══ RECORDS FOR THE TASK
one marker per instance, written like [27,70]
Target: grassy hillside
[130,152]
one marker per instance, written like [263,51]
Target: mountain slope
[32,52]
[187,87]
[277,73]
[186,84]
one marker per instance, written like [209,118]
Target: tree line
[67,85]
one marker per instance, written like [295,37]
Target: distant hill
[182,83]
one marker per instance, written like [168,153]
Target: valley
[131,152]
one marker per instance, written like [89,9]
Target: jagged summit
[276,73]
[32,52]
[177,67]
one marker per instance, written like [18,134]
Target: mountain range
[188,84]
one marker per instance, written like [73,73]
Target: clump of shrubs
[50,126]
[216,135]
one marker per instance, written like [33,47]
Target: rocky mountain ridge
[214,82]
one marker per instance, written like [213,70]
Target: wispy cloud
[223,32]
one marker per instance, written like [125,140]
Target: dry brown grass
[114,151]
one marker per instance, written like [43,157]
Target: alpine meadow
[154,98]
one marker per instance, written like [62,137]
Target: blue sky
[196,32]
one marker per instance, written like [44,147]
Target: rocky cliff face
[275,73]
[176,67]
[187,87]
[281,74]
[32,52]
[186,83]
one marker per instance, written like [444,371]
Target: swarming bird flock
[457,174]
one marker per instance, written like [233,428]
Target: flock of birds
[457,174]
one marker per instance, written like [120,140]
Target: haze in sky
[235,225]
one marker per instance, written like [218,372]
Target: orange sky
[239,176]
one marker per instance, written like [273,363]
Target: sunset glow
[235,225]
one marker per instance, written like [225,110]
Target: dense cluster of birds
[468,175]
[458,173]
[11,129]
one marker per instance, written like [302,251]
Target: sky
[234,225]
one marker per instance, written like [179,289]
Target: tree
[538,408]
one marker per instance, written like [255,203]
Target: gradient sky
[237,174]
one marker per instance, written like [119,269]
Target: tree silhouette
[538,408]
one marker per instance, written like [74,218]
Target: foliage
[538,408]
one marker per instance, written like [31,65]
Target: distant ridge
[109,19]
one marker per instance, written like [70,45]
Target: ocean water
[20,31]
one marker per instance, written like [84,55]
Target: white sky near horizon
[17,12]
════
Once the line with "Target: foliage" is found, transcribe it and each line after it through the final line of the entries, exactly and only.

Target: foliage
[538,408]
one marker per instance, written like [31,65]
Target: distant ridge
[109,19]
one marker per instance, written like [70,45]
Target: ocean water
[20,31]
one marker per instance, written like [84,55]
Target: white sky near horizon
[17,12]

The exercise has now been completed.